● WHAT YOU ARE ASKED TO DO:
Restate verbatim the span of lines below between the line with "sample | (343,556)" and the line with "sample | (514,33)", including those two lines, and only that span.

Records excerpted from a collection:
Content starts
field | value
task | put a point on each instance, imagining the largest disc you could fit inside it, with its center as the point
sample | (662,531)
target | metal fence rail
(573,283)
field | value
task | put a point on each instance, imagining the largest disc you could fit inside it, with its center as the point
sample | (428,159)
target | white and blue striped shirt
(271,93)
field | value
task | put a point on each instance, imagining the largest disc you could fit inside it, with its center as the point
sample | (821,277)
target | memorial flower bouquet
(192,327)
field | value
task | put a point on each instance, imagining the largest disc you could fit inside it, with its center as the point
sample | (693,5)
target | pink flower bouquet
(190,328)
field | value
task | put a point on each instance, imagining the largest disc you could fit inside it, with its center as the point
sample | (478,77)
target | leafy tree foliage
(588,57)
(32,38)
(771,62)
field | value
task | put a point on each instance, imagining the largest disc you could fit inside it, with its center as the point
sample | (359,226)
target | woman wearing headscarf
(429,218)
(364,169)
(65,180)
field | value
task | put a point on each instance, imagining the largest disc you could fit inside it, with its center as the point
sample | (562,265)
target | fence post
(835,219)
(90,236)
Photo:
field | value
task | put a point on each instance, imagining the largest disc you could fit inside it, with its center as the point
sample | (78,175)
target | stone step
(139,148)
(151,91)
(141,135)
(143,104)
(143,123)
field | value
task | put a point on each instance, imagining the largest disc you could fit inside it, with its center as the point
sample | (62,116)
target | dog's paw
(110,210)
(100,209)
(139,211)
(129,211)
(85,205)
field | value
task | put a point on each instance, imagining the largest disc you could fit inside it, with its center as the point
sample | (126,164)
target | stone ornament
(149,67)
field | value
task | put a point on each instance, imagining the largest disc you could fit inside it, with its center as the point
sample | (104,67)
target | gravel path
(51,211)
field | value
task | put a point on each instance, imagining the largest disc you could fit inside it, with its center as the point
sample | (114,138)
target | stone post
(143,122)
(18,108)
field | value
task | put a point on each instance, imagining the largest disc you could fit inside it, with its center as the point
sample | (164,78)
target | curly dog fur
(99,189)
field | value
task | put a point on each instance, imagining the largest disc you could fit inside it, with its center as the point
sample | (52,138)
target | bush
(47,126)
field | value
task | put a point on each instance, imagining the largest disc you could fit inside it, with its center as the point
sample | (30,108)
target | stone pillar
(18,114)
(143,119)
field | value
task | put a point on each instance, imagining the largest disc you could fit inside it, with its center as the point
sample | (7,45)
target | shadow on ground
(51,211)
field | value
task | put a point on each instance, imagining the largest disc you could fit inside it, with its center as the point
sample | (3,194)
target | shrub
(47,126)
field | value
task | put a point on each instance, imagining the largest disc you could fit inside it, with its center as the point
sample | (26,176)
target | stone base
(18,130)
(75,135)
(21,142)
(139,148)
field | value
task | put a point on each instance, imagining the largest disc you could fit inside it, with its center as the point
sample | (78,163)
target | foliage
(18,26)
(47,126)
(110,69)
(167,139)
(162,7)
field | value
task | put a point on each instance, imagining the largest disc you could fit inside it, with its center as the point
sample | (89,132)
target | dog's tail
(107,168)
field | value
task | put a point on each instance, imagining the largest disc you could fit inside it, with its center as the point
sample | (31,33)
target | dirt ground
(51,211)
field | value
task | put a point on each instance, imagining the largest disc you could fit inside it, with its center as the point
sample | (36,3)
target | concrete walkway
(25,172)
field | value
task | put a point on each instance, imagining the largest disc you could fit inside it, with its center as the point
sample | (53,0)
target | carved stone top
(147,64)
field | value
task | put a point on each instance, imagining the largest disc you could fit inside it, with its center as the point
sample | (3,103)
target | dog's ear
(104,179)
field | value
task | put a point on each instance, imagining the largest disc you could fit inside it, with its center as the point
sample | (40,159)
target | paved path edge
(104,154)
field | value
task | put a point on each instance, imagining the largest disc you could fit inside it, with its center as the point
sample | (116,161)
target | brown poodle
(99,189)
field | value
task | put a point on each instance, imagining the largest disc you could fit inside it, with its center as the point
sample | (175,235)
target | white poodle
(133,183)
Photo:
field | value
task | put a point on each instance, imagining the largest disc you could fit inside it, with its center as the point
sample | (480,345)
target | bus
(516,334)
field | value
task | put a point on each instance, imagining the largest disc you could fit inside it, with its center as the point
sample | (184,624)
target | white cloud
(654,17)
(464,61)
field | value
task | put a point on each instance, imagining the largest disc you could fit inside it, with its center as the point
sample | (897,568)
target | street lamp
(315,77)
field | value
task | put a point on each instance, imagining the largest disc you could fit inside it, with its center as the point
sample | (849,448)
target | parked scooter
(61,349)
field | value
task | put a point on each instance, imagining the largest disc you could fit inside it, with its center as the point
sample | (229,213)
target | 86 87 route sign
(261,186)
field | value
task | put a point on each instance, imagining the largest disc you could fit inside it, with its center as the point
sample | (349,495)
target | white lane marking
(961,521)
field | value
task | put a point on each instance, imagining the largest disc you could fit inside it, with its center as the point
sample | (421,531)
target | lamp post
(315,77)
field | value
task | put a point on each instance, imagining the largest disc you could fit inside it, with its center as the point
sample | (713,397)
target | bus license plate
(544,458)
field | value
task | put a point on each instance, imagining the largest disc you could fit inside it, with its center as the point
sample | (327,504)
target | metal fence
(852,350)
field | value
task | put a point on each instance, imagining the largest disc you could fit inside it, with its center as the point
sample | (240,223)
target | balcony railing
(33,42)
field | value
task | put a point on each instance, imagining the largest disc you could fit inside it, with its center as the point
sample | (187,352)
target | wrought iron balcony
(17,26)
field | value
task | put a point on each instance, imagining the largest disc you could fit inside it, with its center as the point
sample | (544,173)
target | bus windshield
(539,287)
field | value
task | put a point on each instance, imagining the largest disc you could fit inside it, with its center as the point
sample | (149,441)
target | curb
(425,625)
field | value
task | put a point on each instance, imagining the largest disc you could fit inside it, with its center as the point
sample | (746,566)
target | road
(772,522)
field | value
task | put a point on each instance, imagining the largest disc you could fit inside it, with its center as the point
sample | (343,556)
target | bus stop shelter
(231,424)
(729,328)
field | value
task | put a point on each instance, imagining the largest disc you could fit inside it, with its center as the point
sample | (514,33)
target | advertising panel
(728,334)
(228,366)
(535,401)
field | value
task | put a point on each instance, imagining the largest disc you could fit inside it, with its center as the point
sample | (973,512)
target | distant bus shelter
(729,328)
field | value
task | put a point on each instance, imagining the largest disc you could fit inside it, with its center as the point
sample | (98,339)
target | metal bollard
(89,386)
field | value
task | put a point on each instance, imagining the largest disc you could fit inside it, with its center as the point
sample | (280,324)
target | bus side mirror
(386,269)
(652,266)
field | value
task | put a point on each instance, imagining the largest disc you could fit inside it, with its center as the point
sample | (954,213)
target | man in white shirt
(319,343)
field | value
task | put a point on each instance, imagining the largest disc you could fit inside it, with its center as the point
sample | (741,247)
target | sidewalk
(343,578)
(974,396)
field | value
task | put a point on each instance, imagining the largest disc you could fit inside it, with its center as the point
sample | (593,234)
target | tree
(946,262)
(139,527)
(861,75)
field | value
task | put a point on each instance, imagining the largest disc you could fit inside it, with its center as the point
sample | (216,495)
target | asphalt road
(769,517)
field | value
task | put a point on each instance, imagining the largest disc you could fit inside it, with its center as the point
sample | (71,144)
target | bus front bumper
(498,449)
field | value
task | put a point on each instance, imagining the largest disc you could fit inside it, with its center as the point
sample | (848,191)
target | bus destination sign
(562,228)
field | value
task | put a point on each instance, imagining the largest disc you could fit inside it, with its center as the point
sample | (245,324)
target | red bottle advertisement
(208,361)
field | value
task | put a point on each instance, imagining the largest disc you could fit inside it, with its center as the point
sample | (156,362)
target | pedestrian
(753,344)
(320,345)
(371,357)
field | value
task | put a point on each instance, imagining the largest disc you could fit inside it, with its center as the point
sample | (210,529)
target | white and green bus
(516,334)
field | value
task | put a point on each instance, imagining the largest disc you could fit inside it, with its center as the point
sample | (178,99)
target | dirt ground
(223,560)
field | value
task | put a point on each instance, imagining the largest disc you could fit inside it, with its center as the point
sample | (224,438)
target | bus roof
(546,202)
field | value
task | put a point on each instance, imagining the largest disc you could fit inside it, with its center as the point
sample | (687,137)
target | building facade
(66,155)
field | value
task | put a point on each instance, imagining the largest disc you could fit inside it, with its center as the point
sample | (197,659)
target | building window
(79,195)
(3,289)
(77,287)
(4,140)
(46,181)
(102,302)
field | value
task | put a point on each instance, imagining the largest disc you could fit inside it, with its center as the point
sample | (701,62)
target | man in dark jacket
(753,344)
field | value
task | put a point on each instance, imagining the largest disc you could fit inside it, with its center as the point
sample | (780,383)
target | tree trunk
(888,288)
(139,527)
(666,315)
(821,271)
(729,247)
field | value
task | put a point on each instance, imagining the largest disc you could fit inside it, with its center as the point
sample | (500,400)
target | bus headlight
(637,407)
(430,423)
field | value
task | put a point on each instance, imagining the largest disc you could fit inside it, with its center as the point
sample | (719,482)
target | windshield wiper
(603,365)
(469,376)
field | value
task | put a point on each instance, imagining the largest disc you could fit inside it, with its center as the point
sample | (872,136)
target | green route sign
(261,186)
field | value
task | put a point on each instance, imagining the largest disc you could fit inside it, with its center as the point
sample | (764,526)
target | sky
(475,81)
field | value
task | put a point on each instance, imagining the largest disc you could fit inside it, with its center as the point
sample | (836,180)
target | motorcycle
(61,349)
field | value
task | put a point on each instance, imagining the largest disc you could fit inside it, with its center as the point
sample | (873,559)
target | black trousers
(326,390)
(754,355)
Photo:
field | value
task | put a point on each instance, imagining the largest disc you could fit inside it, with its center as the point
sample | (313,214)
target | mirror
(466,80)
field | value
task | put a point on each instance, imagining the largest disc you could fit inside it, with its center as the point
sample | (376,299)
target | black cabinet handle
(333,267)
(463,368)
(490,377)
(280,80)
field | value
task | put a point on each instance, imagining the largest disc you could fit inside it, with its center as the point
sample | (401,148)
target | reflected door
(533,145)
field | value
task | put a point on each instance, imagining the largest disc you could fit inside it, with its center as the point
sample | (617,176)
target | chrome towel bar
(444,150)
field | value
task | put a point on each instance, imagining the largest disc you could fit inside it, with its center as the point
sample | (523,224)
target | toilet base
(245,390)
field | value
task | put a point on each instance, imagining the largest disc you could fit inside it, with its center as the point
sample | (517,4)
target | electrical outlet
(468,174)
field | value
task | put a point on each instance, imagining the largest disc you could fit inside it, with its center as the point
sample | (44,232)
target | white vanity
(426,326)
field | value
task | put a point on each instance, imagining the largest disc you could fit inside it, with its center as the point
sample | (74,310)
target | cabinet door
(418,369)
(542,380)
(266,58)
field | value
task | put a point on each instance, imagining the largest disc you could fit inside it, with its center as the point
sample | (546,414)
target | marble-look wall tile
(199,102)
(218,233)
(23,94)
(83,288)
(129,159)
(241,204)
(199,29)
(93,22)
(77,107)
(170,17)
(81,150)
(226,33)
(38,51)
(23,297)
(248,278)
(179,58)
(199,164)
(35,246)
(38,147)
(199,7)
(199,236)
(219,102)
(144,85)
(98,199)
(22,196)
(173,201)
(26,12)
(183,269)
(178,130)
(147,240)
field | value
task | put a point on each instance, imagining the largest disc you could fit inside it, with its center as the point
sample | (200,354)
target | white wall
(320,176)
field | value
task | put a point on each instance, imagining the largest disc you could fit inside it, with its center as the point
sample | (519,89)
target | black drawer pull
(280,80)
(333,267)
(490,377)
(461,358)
Content ends
● RESPONSE AREA:
sample | (343,556)
target | bus stop shelter
(231,424)
(729,328)
field | value
task | put a point on each instance, imagining the largest disc you could fit inside it, with its center as the point
sample | (514,33)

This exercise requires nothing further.